Exercise prompt: Rewrite the records below, swapping every "exercise" for "task" and keeping everything else the same.

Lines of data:
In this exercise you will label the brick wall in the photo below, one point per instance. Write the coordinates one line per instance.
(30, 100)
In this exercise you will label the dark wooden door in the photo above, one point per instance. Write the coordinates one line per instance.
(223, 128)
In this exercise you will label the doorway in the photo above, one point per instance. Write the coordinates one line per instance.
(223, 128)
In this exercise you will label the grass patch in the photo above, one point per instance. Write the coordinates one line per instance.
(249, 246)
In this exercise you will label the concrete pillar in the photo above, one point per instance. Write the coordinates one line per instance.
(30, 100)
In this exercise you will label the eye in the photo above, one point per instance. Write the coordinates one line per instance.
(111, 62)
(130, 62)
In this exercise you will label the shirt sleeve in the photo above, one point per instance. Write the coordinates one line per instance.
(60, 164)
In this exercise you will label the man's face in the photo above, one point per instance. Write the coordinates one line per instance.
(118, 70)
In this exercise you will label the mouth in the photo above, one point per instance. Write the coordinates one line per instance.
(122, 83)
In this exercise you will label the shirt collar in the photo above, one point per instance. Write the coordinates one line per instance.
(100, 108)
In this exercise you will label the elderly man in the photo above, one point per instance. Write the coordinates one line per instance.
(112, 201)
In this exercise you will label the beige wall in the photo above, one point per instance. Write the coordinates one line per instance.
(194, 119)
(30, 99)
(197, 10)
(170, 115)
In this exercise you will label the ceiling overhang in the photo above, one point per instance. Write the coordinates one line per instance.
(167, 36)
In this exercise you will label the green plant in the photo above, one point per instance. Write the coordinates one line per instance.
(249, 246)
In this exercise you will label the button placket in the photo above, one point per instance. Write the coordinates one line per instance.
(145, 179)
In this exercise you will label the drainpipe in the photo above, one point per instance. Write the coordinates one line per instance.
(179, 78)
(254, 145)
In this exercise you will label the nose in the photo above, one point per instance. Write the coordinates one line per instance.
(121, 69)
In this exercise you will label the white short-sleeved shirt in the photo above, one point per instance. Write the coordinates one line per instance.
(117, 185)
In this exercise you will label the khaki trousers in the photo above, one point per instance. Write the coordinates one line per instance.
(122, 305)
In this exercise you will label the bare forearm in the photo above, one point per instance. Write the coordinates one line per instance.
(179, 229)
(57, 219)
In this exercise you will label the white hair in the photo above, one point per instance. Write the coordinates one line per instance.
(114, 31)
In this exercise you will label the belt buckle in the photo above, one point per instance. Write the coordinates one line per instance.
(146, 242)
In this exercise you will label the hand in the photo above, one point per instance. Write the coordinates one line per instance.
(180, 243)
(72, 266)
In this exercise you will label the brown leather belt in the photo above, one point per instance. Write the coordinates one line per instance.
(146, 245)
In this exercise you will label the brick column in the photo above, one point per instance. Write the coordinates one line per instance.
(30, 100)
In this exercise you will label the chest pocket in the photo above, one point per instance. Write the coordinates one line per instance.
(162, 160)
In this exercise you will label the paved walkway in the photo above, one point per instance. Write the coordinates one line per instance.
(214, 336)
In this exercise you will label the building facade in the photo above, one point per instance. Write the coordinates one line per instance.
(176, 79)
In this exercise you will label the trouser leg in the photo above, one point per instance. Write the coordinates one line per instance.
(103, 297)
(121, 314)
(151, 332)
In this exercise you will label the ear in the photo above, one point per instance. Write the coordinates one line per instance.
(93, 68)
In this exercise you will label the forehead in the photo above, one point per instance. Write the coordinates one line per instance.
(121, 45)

Solution for this exercise:
In this task you will label the brick wall in the photo below, one point per instance. Write the coordinates one line per instance.
(30, 100)
In this task you will label the dark wooden door in the photo above, one point per instance. Write the coordinates one line per instance.
(223, 128)
In this task you will label the doorway in the photo above, one point per instance. Write the coordinates one line per instance.
(223, 128)
In this task you will label the grass patch in the photo above, one point per instance. Write the coordinates one line per instance.
(249, 246)
In this task you will label the concrete pillar in the photo above, one point per instance. Write the coordinates one line per instance.
(30, 100)
In this task you will label the eye in the photo above, one point per instance. Write the coordinates one line per instance.
(111, 62)
(130, 62)
In this task you will label the shirt sleeve in the photo above, one point per instance. Write the coordinates one line per instance.
(60, 164)
In this task you will label the man's face in the photo above, one point per instance. Write the coordinates one line per instance.
(118, 70)
In this task you will label the mouth in the photo above, one point per instance. Write the coordinates one line per instance.
(122, 83)
In this task you will label the shirt collar in the photo above, one point per instance. Write the coordinates one line per instance.
(100, 108)
In this task you will label the elderly man in the photo above, one point per instance. Write the coordinates one line per instance.
(112, 201)
In this task you will label the beige wall in the photo above, one point per instance. Write the coordinates one line per instance.
(194, 119)
(30, 99)
(197, 10)
(170, 115)
In this task you will label the ceiling overhang in the photo above, one point per instance. Write the coordinates one line per instance.
(167, 36)
In this task you will label the green plant in the photo above, one point per instance. Write the coordinates one line per instance.
(249, 246)
In this task you will label the button placket in the photo above, one point per instance. Write the coordinates one line per instance.
(145, 179)
In this task you will label the drainpipe in the photo above, one point per instance. Write the coordinates one line per instance.
(179, 78)
(254, 145)
In this task you will label the nose in the photo above, one point per instance. Write the coordinates one line per instance.
(121, 69)
In this task you will label the white short-sleeved shirt in the photo above, one point per instance. Write the coordinates one line per instance.
(117, 185)
In this task you will label the khaki trousers in the photo above, one point per instance. Write the coordinates one line per instance.
(122, 305)
In this task you will label the bare forearm in the photo above, one point per instance. Write the coordinates one line per instance.
(179, 229)
(57, 219)
In this task you will label the white hair in the photo above, one point per instance. Write the coordinates one line per instance.
(114, 31)
In this task you will label the belt buckle in the photo above, one point per instance. Write the coordinates one line per instance.
(146, 242)
In this task you will label the hand in the photo above, one point per instance. Write the coordinates one line per instance.
(180, 243)
(72, 266)
In this task you will label the brown leather belt in the photo above, one point per instance. Write the coordinates one line per instance.
(146, 245)
In this task you will label the brick column in the photo above, one point per instance. Write the coordinates one line per instance.
(30, 100)
In this task you will label the chest pocket in the photo above, one point per instance. Write the coordinates one line per instance.
(162, 160)
In this task you will label the paved walkway in the photo above, one point per instance. Write the coordinates one line per instance.
(214, 336)
In this task you will label the building facade in the photo above, one point per instance. Write the coordinates one line per instance.
(176, 79)
In this task you will label the trouser leg in the photo above, one point per instance. Write the coordinates one line per instance.
(103, 297)
(121, 314)
(151, 332)
In this task you will label the ear in the photo above, one point per instance. Write the coordinates one line per instance.
(93, 68)
In this task you will label the forehead in the photo above, one point per instance. Write the coordinates one line per instance.
(121, 45)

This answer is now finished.